**Task goal:** For every line below, set down an identical copy.

Data extracted from a collection:
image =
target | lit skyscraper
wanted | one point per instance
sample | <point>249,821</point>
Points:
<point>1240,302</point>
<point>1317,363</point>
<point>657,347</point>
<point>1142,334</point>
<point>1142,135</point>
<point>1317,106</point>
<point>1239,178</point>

**Finished task:**
image =
target | lit skyscraper
wanted | one point per instance
sample | <point>249,821</point>
Points:
<point>1240,302</point>
<point>1317,363</point>
<point>657,347</point>
<point>1142,334</point>
<point>1142,135</point>
<point>1317,106</point>
<point>1239,178</point>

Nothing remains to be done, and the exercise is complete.